* _Activity_: Please transcribe exactly the lines from the first line of the records below through the line containing "of the dense", including both, and omit all pictures.

[Extracted records]
========================
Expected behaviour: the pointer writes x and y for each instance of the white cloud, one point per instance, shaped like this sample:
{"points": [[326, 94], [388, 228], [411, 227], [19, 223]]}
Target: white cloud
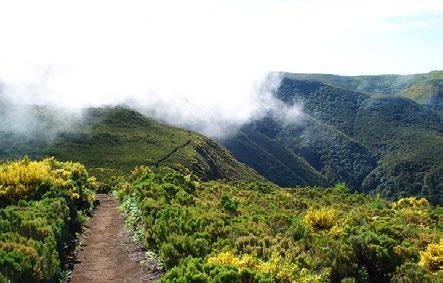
{"points": [[207, 55]]}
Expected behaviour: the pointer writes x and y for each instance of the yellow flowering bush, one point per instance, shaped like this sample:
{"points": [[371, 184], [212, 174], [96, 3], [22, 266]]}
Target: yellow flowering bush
{"points": [[432, 258], [25, 178], [321, 219], [277, 266]]}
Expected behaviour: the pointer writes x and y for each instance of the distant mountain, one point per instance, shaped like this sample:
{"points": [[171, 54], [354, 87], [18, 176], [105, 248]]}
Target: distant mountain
{"points": [[114, 140], [425, 89], [380, 142]]}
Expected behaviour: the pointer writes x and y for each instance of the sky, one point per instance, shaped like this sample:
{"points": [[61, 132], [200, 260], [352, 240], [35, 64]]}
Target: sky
{"points": [[205, 60]]}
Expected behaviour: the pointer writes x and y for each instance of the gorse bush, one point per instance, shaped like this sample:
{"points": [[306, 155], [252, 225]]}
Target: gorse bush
{"points": [[218, 232], [43, 205], [432, 258], [322, 219]]}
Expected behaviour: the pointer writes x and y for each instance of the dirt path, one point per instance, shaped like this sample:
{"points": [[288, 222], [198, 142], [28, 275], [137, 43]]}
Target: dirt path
{"points": [[107, 254]]}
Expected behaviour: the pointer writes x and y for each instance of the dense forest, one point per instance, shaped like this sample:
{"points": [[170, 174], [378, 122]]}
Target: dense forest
{"points": [[366, 131]]}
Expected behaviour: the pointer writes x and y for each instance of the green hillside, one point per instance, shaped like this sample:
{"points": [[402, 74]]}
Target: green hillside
{"points": [[254, 232], [375, 143], [426, 89], [113, 141]]}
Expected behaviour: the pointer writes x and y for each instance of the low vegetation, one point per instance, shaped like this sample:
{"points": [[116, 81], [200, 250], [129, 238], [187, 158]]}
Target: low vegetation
{"points": [[257, 232], [42, 205]]}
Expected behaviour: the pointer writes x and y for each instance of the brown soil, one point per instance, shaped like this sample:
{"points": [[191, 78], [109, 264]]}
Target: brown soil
{"points": [[107, 253]]}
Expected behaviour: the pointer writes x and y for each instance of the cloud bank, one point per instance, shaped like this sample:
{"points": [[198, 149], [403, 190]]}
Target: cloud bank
{"points": [[203, 64]]}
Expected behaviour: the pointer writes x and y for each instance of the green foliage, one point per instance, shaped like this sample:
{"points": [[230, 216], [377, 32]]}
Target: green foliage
{"points": [[377, 143], [44, 203], [112, 141], [252, 232]]}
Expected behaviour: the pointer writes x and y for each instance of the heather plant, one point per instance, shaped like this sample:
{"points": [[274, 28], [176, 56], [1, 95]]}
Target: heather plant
{"points": [[257, 232], [42, 206]]}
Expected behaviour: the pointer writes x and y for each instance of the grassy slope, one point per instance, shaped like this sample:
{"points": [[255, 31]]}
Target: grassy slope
{"points": [[114, 140]]}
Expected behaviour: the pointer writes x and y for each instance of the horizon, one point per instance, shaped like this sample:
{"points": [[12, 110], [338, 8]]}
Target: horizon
{"points": [[204, 62]]}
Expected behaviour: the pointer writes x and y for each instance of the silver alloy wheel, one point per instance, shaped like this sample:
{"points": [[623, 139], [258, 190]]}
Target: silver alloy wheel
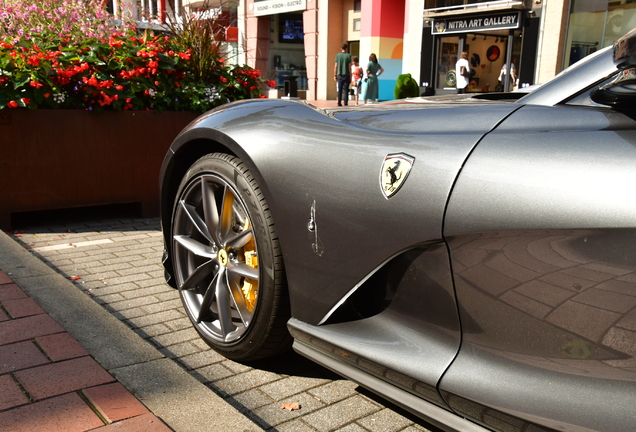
{"points": [[216, 258]]}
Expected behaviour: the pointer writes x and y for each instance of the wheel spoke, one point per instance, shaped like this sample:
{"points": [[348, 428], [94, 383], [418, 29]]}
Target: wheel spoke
{"points": [[197, 248], [199, 223], [198, 275], [239, 302], [222, 291], [205, 314], [242, 269], [210, 210], [227, 208], [240, 239]]}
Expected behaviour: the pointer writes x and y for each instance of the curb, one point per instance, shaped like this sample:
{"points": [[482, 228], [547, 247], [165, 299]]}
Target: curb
{"points": [[168, 391]]}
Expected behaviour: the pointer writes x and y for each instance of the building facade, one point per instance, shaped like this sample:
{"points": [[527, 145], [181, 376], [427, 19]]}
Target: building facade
{"points": [[297, 40]]}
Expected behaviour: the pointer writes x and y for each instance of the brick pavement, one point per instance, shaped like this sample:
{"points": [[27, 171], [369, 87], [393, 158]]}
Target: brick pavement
{"points": [[49, 382], [117, 262]]}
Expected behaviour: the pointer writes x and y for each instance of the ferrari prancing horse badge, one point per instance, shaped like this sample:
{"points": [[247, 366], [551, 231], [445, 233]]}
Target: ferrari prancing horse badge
{"points": [[395, 170]]}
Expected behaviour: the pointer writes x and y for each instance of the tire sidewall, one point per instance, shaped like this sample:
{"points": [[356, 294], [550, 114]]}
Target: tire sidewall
{"points": [[232, 171]]}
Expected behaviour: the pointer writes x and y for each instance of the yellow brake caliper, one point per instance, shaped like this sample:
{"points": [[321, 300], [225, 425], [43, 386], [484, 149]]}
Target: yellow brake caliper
{"points": [[250, 287]]}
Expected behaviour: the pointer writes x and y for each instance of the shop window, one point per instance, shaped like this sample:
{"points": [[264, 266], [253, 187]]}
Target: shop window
{"points": [[596, 24]]}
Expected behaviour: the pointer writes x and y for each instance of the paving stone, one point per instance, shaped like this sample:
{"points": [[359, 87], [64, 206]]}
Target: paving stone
{"points": [[11, 395], [628, 321], [179, 350], [131, 278], [111, 298], [290, 386], [141, 292], [19, 356], [252, 399], [179, 324], [335, 391], [176, 337], [201, 359], [154, 330], [340, 413], [273, 414], [353, 427], [4, 278], [67, 413], [212, 373], [246, 381], [114, 402], [143, 423], [114, 289], [128, 303], [27, 328], [385, 420], [61, 346], [58, 378], [298, 426], [11, 292], [155, 318], [20, 308]]}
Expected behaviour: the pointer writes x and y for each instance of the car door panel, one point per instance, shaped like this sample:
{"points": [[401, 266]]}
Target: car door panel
{"points": [[541, 225]]}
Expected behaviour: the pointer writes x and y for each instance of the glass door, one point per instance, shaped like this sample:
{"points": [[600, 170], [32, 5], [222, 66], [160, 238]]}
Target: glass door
{"points": [[447, 57]]}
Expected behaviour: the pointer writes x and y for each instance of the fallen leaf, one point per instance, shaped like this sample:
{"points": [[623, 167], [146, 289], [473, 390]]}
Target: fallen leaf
{"points": [[290, 406]]}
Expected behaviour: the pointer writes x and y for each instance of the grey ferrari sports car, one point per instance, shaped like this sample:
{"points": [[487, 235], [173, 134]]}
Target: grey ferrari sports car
{"points": [[471, 259]]}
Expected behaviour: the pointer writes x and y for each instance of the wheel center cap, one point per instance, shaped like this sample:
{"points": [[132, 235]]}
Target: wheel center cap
{"points": [[223, 259]]}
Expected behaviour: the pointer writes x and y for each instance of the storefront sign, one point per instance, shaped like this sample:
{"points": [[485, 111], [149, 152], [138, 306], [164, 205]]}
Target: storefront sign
{"points": [[270, 7], [500, 21]]}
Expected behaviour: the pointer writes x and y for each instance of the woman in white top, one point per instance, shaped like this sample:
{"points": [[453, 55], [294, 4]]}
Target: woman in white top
{"points": [[462, 73]]}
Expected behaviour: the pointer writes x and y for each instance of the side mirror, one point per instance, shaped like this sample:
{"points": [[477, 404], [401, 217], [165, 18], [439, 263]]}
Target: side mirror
{"points": [[622, 91]]}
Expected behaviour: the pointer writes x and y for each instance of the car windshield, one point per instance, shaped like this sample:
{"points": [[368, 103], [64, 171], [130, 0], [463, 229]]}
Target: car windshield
{"points": [[571, 81]]}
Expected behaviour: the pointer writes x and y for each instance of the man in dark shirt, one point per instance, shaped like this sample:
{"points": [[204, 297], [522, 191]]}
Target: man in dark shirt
{"points": [[342, 74]]}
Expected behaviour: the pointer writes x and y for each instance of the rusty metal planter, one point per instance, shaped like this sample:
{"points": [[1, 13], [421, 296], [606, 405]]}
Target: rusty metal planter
{"points": [[55, 159]]}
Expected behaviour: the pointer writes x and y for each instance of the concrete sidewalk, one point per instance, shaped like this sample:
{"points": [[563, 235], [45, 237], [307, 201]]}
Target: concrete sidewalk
{"points": [[66, 364]]}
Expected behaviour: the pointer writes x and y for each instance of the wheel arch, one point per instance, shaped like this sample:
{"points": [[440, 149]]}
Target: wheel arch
{"points": [[189, 146]]}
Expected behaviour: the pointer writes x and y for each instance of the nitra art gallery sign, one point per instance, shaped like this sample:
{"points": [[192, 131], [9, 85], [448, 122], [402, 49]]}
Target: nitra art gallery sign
{"points": [[270, 7], [501, 21]]}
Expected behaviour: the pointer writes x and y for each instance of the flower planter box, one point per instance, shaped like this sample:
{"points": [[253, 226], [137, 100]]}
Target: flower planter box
{"points": [[57, 159]]}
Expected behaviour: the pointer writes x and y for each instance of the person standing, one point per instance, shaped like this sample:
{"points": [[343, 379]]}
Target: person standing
{"points": [[356, 78], [374, 70], [462, 73], [342, 74]]}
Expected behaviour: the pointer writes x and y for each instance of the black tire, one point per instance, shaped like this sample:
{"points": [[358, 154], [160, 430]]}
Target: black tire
{"points": [[227, 261]]}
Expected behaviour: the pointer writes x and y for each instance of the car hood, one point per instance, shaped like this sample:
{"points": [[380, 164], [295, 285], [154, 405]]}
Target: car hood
{"points": [[445, 114]]}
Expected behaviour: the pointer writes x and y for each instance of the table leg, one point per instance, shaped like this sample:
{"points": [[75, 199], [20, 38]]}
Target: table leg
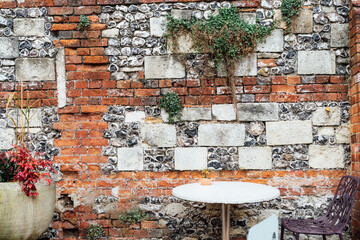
{"points": [[225, 216]]}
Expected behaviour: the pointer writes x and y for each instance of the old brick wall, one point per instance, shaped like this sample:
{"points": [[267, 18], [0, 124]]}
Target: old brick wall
{"points": [[113, 146]]}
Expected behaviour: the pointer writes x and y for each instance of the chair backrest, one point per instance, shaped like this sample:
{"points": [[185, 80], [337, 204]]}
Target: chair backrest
{"points": [[339, 210], [265, 230]]}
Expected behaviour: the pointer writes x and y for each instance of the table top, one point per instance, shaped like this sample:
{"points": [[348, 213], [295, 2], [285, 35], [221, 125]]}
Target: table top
{"points": [[226, 192]]}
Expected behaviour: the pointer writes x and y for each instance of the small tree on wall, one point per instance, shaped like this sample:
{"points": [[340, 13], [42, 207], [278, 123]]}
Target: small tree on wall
{"points": [[226, 38]]}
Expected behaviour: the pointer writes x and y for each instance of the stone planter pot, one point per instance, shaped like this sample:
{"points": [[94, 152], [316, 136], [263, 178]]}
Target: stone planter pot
{"points": [[22, 217]]}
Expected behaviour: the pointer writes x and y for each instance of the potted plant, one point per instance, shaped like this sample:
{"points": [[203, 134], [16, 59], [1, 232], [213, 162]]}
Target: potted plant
{"points": [[27, 194], [205, 177]]}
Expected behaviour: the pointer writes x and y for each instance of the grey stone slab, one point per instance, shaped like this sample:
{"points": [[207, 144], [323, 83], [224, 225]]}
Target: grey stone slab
{"points": [[223, 112], [27, 27], [159, 135], [326, 157], [190, 158], [130, 159], [35, 69], [289, 132], [304, 22], [258, 112], [273, 43], [61, 77], [9, 47], [339, 35], [326, 116], [7, 138], [246, 66], [195, 114], [316, 62], [342, 134], [255, 158], [163, 67], [219, 134], [157, 26]]}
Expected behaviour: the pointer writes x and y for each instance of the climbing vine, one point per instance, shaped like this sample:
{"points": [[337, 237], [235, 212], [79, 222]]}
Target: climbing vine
{"points": [[289, 9], [226, 37]]}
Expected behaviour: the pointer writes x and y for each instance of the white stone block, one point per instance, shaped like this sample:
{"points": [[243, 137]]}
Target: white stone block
{"points": [[157, 26], [35, 69], [7, 138], [110, 33], [130, 159], [219, 134], [316, 62], [136, 116], [339, 35], [323, 117], [9, 47], [255, 158], [196, 113], [246, 66], [273, 43], [326, 156], [190, 158], [61, 77], [258, 112], [26, 27], [289, 132], [163, 67], [224, 112], [342, 134], [159, 135]]}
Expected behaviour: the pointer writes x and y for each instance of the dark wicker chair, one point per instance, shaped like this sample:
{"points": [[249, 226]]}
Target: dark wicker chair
{"points": [[336, 217]]}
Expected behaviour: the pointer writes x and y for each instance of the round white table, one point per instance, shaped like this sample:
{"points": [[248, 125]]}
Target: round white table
{"points": [[226, 193]]}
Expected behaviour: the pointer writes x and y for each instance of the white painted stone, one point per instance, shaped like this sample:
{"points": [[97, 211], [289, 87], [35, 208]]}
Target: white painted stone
{"points": [[224, 112], [258, 112], [159, 135], [316, 62], [255, 158], [136, 116], [9, 47], [35, 69], [130, 159], [26, 27], [61, 77], [219, 134], [163, 67], [34, 116], [157, 26], [7, 138], [326, 156], [273, 43], [326, 131], [190, 158], [196, 113], [323, 117], [289, 132], [339, 35], [304, 22], [111, 33], [342, 134], [246, 66]]}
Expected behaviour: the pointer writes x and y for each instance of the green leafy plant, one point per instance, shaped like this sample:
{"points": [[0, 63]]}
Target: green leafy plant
{"points": [[83, 23], [171, 102], [226, 37], [94, 232], [289, 9], [132, 216]]}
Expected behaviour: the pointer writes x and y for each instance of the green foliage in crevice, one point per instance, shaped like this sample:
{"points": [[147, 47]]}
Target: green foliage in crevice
{"points": [[94, 232], [289, 9], [171, 102]]}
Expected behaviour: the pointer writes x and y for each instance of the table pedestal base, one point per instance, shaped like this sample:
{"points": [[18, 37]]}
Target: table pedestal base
{"points": [[225, 217]]}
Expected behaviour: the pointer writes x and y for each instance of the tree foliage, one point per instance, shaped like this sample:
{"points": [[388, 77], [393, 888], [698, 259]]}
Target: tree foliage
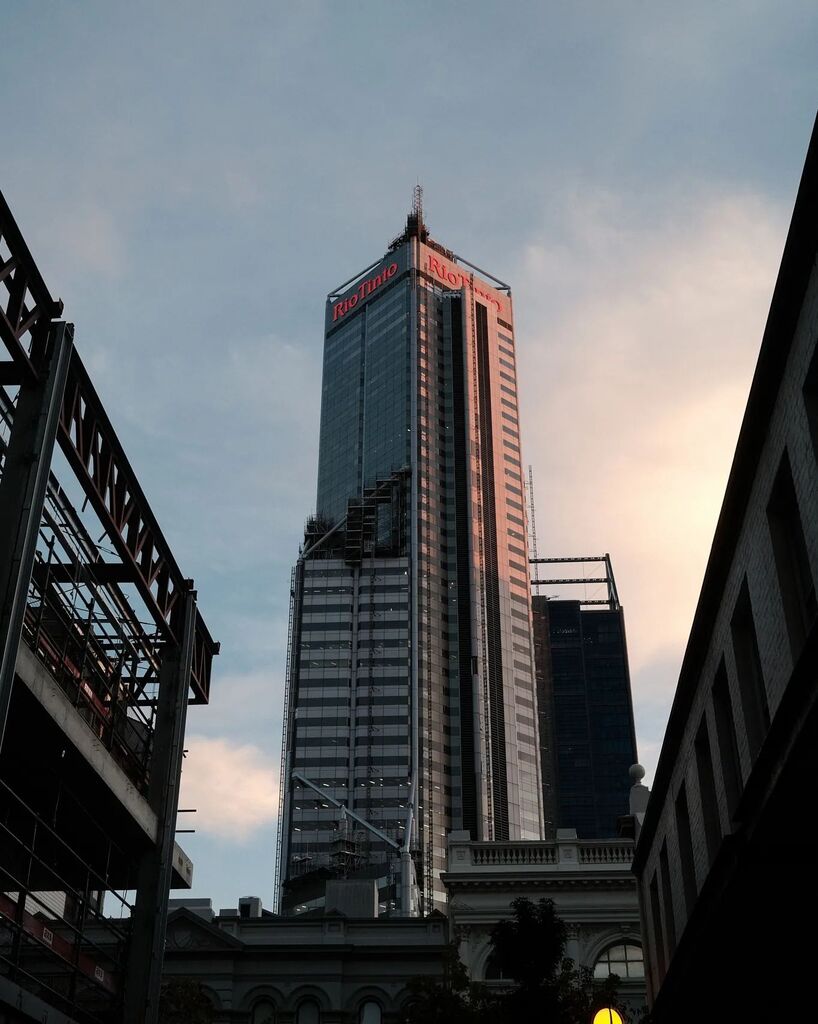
{"points": [[183, 1001], [529, 949]]}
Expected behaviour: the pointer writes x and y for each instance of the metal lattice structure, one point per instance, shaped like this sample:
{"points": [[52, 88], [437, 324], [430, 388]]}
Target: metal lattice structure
{"points": [[101, 648]]}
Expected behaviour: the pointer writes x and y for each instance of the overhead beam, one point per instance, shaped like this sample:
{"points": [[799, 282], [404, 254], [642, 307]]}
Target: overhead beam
{"points": [[94, 453], [26, 304]]}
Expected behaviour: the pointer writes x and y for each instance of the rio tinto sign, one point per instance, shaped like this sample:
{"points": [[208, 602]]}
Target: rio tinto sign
{"points": [[455, 276], [364, 289]]}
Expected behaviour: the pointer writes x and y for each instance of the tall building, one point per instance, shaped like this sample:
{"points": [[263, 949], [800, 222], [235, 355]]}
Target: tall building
{"points": [[411, 687], [726, 856], [585, 708]]}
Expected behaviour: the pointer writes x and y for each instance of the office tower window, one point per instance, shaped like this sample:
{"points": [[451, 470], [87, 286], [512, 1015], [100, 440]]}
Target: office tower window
{"points": [[706, 786], [686, 850], [748, 671], [655, 920], [666, 899], [726, 734], [791, 561]]}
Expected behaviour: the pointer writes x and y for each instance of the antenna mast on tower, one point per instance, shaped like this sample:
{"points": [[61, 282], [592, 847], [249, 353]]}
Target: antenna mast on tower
{"points": [[531, 514], [417, 202]]}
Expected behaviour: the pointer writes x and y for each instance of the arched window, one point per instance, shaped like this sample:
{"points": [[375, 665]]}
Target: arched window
{"points": [[263, 1013], [626, 961], [370, 1013], [308, 1013], [493, 972]]}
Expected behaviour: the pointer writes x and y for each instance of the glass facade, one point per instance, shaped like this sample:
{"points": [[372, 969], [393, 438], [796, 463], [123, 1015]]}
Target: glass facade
{"points": [[587, 734], [412, 666]]}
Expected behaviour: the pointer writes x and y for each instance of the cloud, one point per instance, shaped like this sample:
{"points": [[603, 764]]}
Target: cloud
{"points": [[634, 383], [232, 786]]}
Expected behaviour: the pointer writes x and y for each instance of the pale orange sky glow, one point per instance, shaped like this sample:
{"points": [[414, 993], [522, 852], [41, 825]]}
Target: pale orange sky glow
{"points": [[630, 170], [632, 399]]}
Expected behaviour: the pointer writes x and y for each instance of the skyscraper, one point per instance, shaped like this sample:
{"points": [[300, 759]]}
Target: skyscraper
{"points": [[411, 705], [585, 708]]}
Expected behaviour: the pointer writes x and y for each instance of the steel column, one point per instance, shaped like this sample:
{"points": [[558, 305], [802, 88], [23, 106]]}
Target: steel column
{"points": [[143, 976], [23, 488]]}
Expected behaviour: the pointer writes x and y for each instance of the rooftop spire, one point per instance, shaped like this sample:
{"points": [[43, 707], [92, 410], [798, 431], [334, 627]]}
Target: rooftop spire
{"points": [[417, 202]]}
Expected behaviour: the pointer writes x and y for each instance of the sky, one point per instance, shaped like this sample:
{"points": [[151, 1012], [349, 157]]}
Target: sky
{"points": [[194, 178]]}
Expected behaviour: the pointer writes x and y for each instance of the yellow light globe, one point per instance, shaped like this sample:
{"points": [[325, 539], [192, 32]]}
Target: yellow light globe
{"points": [[607, 1016]]}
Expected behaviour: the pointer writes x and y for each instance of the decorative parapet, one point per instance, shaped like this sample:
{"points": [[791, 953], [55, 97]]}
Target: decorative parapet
{"points": [[503, 854], [567, 853]]}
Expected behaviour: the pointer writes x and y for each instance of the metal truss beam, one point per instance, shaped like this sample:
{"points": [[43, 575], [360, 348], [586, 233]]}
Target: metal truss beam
{"points": [[23, 488], [26, 305], [151, 910], [94, 453], [92, 449]]}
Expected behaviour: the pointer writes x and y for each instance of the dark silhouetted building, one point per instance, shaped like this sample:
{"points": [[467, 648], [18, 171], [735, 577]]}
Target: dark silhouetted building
{"points": [[726, 858], [585, 709]]}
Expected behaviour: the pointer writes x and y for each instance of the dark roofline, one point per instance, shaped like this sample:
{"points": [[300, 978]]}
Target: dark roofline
{"points": [[797, 265]]}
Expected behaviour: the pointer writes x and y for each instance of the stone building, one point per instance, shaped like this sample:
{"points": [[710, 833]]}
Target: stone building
{"points": [[591, 885]]}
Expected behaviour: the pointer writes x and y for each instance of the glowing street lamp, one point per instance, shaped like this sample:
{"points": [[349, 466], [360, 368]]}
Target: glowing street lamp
{"points": [[607, 1016]]}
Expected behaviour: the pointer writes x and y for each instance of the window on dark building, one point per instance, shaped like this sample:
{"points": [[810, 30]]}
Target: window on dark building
{"points": [[791, 560], [706, 785], [686, 850], [726, 735], [748, 671]]}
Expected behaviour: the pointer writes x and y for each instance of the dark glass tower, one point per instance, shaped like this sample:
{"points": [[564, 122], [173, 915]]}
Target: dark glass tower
{"points": [[586, 718], [411, 688]]}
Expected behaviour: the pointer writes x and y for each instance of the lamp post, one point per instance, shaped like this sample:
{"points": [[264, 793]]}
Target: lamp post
{"points": [[607, 1015]]}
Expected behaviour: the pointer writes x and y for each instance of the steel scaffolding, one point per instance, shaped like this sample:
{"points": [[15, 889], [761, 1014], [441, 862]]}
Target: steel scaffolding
{"points": [[101, 648]]}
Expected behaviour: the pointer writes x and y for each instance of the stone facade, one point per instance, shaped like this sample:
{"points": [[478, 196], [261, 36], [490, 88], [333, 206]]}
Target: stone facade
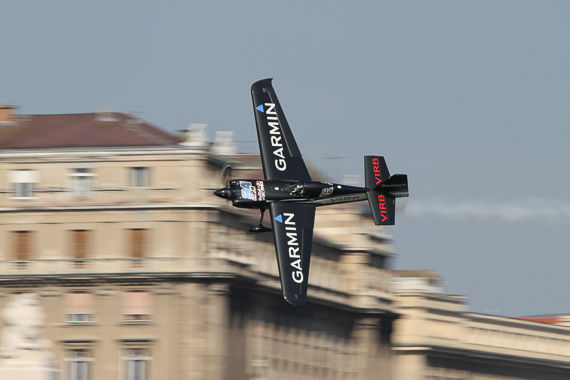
========================
* _Answer section_:
Expected behaviour: the pointer writes x and y for each instance of the white cloud, one point per instance, shaped like this sample:
{"points": [[326, 94], [388, 228], [411, 227], [19, 223]]}
Target: white cloud
{"points": [[207, 55]]}
Expected behaviour: the pointer writes x and y for each instance of the yellow flowering bush, one point per instance, shaped like this sample:
{"points": [[371, 184], [212, 174], [96, 3], [22, 266]]}
Target: yellow flowering bush
{"points": [[432, 258], [25, 178], [321, 219], [277, 266]]}
Expected behaviour: the pointer writes x and y for each instance of the distant mountain, one point per instance, shaped like this sample:
{"points": [[171, 54], [354, 87], [18, 176], [105, 248]]}
Target: distant mountain
{"points": [[114, 140], [425, 89], [380, 142]]}
Expected behaviour: the pointer writes x and y for each instance of the sky, one point per instance, shaped like this sample:
{"points": [[61, 132], [200, 260], [352, 240], [35, 64]]}
Target: sky
{"points": [[205, 60]]}
Expected behaviour: the pointer writes x and y for each instance of the gorse bush, one point per instance, shaped like this sample:
{"points": [[306, 155], [252, 225]]}
Target: gorse bush
{"points": [[218, 232], [43, 205], [432, 258], [322, 219]]}
Expected behaviour: the pointer writes x and y for each instance of the dirt path, one point per instance, shaped like this sample:
{"points": [[288, 222], [198, 142], [28, 275], [137, 43]]}
Target: dirt path
{"points": [[107, 254]]}
Expected behaviour: the pointer writes x and y for each instance of the dense forest, one point per instance, shaped like this sample:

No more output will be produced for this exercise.